Strawberry Hill a Grade I Listed building, in Twickenham near the banks of the River Thames in London, is Britain’s finest example of Georgian Gothic Revival architecture and is set to become a major tourist and heritage attraction for London and the UK.  It was designed and created as a Gothic fantasy between 1747 and 1792 by Horace Walpole, historian, writer and collector and son of Britain’s first Prime Minister Sir Robert Walpole. 
Having fallen into a state of extreme disrepair, the house had been on English Heritage’s At Risk Register since 1991.  Furthermore, it was listed by World Monuments Fund as one of the world’s 100 most endangered heritage sites in 2004, a move which proved a catalyst in starting a campaign for its repair.  The restoration programme has been part funded by a £4.9 million grant from the Heritage Lottery Fund.  Partnership funding includes donations by English Heritage, World Monuments Fund Britain, The Architectural Heritage Fund, as well as numerous charitable trusts, local societies and individual patrons.
Michael Snodin, Chairman of the Strawberry Hill Trust which has orchestrated the restoration, says “With Strawberry Hill Horace Walpole set a fashion for Gothic architecture which led to buildings such as the Houses of Parliament and this trend then spread throughout the world”.
Continues Snodin, “Strawberry Hill is an important part of Britain’s architectural history because it is a physical manifestation of Horace Walpole’s cultural legacy, which was to pioneer an imaginative self-expression in building, collecting and decorating which still inspires us today”.
Carole Souter, Chief Executive of the Heritage Lottery Fund, said: “Back in the 1780s, Horace Walpole created a little bit of heritage magic in Twickenham.  Fast forward several centuries and Strawberry Hill is once more resplendent in its Gothic glory and ready to throw its doors open again to visitors.  The Heritage Lottery Fund’s support has helped safeguard the villa’s future, ensuring people of all ages will enjoy its wonderful architecture as well as learn about its central role in our country’s fascinating political history”.

### [ENTRIES SUPPLIED]

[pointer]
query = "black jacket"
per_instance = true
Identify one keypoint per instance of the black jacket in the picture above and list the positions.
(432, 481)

### [REQUIRED TASK A]
Please write out the Strawberry Hill excerpt between "Having fallen into" and "and individual patrons.", inclusive.
### [REQUIRED TASK B]
Write what would come next in the Strawberry Hill excerpt, starting after its final sentence.
The entries are not needed for anything here.

### [REPLY A]
Having fallen into a state of extreme disrepair, the house had been on English Heritage’s At Risk Register since 1991.  Furthermore, it was listed by World Monuments Fund as one of the world’s 100 most endangered heritage sites in 2004, a move which proved a catalyst in starting a campaign for its repair.  The restoration programme has been part funded by a £4.9 million grant from the Heritage Lottery Fund.  Partnership funding includes donations by English Heritage, World Monuments Fund Britain, The Architectural Heritage Fund, as well as numerous charitable trusts, local societies and individual patrons.

### [REPLY B]
Dr Jonathan Foyle, Chief Executive of World Monuments Fund, Britain adds: “A decade ago, Strawberry Hill was clearly a building in need of support.  World Monuments Fund strongly advocated for this project and was pleased to offer a considerable financial contribution to the restoration of the house. These investments have now been fully realised by skilful management and talented craftspeople.  This is a successful project we are proud to have sponsored.”
Horace Walpole created Strawberry Hill as his summer villa in partnership with friends and architects including the celebrated Robert Adam.    It represented a complete contrast to the fashion of the time which was based on classical symmetry.  Walpole favoured instead irregularity and lack of symmetry in order to convey mystery, surprise and a sense of the theatrical. Strawberry Hill was a popular tourist attraction in its time and visitors to the newly restored castle will enjoy a dramatic Gothic experience just as in Walpole’s day.
There are 25 show rooms on the ground and first floors, 20 of which will have been fully restored to take the house back to the 1790s when Walpole had completed his creation.  In addition to extensive repairs to the roof, much work has been done to repair and conserve the fabric of the building employing the same structural design as the original.  Of particular note is the conservation of the huge collection of renaissance glass for which Strawberry Hill is famed.
As they approach Strawberry Hill visitors will be met by the remarkable Gothic exterior, restored to its original ‘wedding cake’ appearance, lime washed in white.  The castellated parapets and 3-metre high pinnacles create a dramatic and spiky silhouette. Inside, Walpole’s design concept created an atmosphere of ‘gloomth’ in the first rooms, gradually revealing a greater use of colour as one proceeded.  Therefore, on entering at the ground floor, today’s visitors will witness Walpole’s same atmospheric use of stony grey, castle-like hues as they ascend the staircase lit by a single hanging lantern.

 

Detail

Client: The Strawberry Hill Trust
Project Value: £8.2 million (Construction Cost)
Project Team: Inskip and Jenkins Architects (Historic Buildings Architects)
Mann Williams (Structural Engineers)
Martin Thomas Associates (Building Services Engineers)
PCM Confluence (CDM Co-ordinators)
E Bowman & Sons (Main Contractor)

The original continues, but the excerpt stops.